*What is asked*: Turn every line of the items below into a JSON list of strings, one string per line, with blank lines skipped and the pictures left out.

--- Start of Dataset excerpts ---

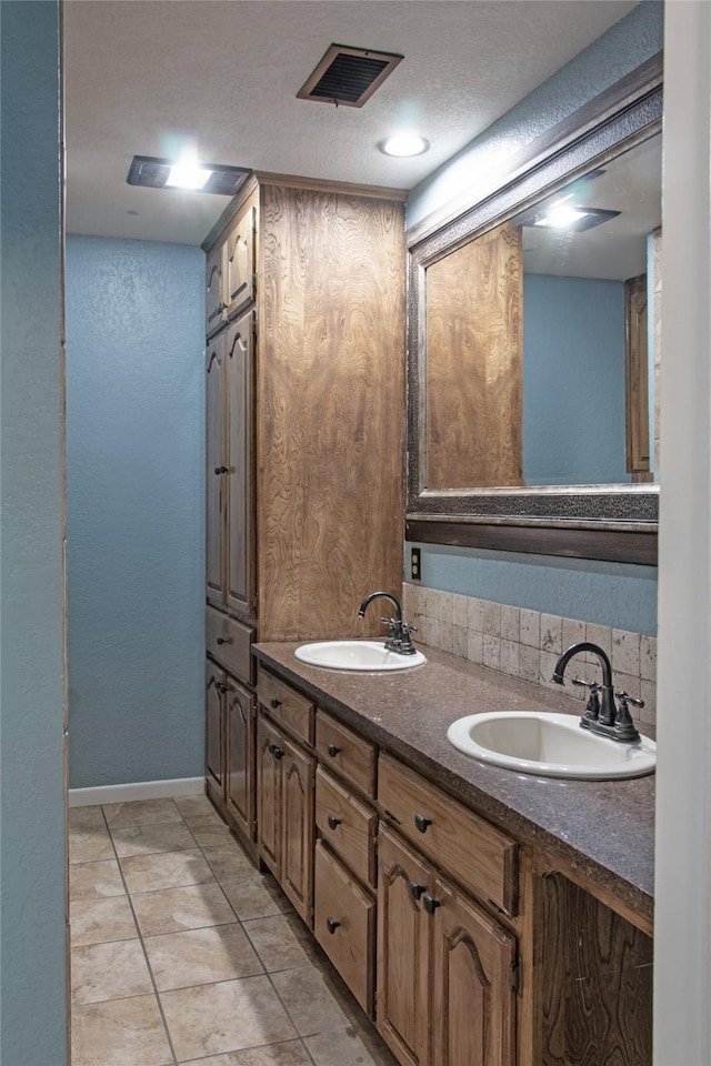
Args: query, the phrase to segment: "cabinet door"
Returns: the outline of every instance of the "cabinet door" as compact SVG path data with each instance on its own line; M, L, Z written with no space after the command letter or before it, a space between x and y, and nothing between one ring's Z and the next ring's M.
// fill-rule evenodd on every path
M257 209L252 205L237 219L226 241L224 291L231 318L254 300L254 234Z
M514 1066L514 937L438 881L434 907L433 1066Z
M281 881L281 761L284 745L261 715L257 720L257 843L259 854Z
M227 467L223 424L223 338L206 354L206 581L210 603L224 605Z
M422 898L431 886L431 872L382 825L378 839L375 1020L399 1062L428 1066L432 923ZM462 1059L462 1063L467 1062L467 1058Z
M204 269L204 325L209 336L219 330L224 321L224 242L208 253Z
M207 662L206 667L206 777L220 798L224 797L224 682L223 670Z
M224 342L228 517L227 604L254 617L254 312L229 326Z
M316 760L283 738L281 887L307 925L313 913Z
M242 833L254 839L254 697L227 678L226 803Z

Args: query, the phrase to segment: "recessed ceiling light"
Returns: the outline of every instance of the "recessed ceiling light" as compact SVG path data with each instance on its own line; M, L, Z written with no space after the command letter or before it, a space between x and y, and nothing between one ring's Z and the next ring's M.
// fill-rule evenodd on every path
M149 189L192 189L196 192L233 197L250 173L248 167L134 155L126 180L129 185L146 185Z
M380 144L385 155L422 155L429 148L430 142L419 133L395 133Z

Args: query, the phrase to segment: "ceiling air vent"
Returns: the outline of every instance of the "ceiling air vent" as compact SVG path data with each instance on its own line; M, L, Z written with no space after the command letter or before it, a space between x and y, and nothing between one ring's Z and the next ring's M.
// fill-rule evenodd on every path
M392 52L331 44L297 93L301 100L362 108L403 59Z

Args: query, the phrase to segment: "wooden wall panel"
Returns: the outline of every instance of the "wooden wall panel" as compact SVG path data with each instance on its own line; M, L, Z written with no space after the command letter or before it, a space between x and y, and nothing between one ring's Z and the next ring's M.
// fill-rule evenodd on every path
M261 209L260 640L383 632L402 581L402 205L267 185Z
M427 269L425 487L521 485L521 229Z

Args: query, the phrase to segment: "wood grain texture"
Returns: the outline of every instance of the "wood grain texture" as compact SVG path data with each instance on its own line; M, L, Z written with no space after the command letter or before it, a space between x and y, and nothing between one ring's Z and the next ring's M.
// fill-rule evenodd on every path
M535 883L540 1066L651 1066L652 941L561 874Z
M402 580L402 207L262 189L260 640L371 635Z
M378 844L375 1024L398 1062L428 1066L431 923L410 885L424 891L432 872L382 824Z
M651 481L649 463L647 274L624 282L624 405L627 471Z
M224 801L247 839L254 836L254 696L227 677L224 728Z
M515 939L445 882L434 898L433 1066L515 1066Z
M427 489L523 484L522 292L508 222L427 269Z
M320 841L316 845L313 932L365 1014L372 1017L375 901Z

--- End of Dataset excerpts ---

*Task answer*:
[
  "Args: query, the phrase to segment: \"cabinet door\"",
  "Returns: the outline of every instance of the \"cabinet door\" as compact SVG path data with each instance on its own line; M, L, Z written with no space after the command letter or before it, a space between x and y, and nothing between one ring's Z and the next ring's M.",
  "// fill-rule evenodd on every path",
  "M257 209L252 205L237 219L226 241L224 291L231 318L254 300L254 234Z",
  "M514 1066L514 937L438 881L434 907L433 1066Z",
  "M281 881L281 761L284 745L261 715L257 720L257 843L259 854Z",
  "M227 467L223 424L223 338L206 354L206 581L210 603L224 605Z",
  "M422 898L431 886L431 872L382 825L378 839L375 1020L399 1062L428 1066L432 923ZM462 1059L462 1063L467 1062L467 1058Z",
  "M204 269L204 325L209 336L219 330L224 321L224 242L208 253Z",
  "M207 662L206 667L206 777L220 798L224 797L224 682L223 670Z",
  "M224 342L228 517L227 604L254 617L254 312L229 326Z",
  "M316 760L283 738L281 887L307 925L313 913Z",
  "M242 833L254 839L254 697L227 678L226 803Z",
  "Args: query, the phrase to segment: \"recessed ceiling light\"",
  "Returns: the outline of every instance of the \"recessed ceiling light\" as compact SVG path data with each instance on its own line; M, L, Z written with no space after the command letter or before it, a space between x and y, and nothing between one ring's Z and the next ring's M.",
  "// fill-rule evenodd on every path",
  "M149 189L192 189L196 192L233 197L250 173L248 167L134 155L126 180L129 185L146 185Z",
  "M380 144L385 155L422 155L429 148L430 142L419 133L395 133Z",
  "Args: query, the phrase to segment: \"ceiling air vent\"",
  "Returns: the outline of every instance of the \"ceiling air vent\" as compact SVG path data with each instance on its own line; M, L, Z written with no space after the command letter or before it, a space between x and y, and nothing between one ring's Z and the next ring's M.",
  "// fill-rule evenodd on every path",
  "M392 52L331 44L297 93L301 100L362 108L403 59Z",
  "Args: query, the phrase to segment: \"wooden wall panel\"",
  "Returns: the outline of every instance of the \"wooden wall panel\" as compact SVG path data with each instance on its own line; M, L, Z written with no space after the command letter or before it, a space between x and y, and nothing between one ring's Z and the next ring's M.",
  "// fill-rule evenodd on every path",
  "M261 209L260 640L383 632L402 581L402 205L267 185Z",
  "M427 269L425 487L521 485L521 229Z",
  "Args: query, the phrase to segment: \"wood grain texture\"",
  "Returns: the outline of every instance of the \"wood grain texture\" as compact SVG path data with each instance on its own line; M, L, Z written with no space after the command letter or before it, a space between x and y, and nothing between one ring's Z and the next ring's M.",
  "// fill-rule evenodd on every path",
  "M535 883L540 1066L651 1066L652 941L561 874Z",
  "M402 580L402 207L262 189L260 640L371 635Z",
  "M378 844L375 1024L398 1062L428 1066L431 923L410 885L424 891L432 872L382 824Z",
  "M651 481L649 463L647 274L624 282L624 405L627 471Z",
  "M224 801L247 839L254 836L254 696L227 677L224 728Z",
  "M515 939L445 882L434 898L433 1066L515 1066Z",
  "M427 489L523 484L522 292L508 222L427 269Z",
  "M320 841L316 845L313 932L365 1014L372 1017L375 901Z"
]